== DATA ==
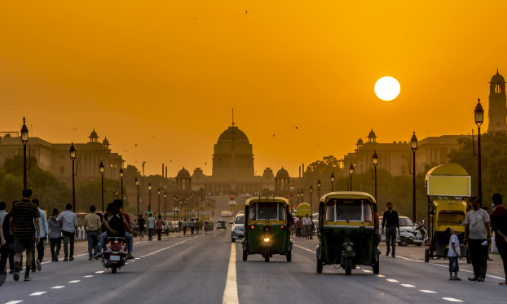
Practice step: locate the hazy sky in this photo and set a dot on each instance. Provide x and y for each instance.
(165, 74)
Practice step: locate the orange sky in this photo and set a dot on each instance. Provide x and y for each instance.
(174, 69)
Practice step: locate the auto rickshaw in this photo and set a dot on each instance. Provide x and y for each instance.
(347, 231)
(447, 186)
(267, 228)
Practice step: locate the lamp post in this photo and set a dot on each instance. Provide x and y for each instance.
(24, 140)
(121, 178)
(351, 172)
(102, 170)
(375, 163)
(149, 198)
(137, 186)
(73, 157)
(319, 184)
(479, 119)
(413, 145)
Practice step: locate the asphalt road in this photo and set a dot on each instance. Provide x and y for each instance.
(208, 269)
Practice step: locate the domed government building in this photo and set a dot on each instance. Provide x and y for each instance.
(233, 169)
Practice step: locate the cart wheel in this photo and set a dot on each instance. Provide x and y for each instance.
(319, 265)
(348, 266)
(245, 255)
(376, 267)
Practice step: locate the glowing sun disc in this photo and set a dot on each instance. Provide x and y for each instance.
(387, 88)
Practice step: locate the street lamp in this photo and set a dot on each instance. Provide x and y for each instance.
(413, 145)
(351, 171)
(137, 186)
(121, 177)
(149, 198)
(479, 119)
(375, 163)
(24, 140)
(73, 158)
(102, 170)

== WHAT IS BEING ASKED ==
Starting at the line that contains "Practice step: locate the cart" and ending at the last line of the data, repeat each line exactly; include nothing else.

== OUTPUT ==
Practice step: locate the cart wheel in this photo and set a dot on each instance. Provide x and y for each instance.
(319, 265)
(348, 266)
(245, 255)
(376, 267)
Practice step: locate the glowing sun disc in this photo and set a dot on each instance. Provide x and y for each instance.
(387, 88)
Practice step: locate the street lamp in this photo and set a dot on each instance. Provide x and y for each instance.
(413, 145)
(351, 171)
(137, 186)
(121, 177)
(149, 198)
(479, 119)
(375, 163)
(24, 140)
(73, 158)
(102, 170)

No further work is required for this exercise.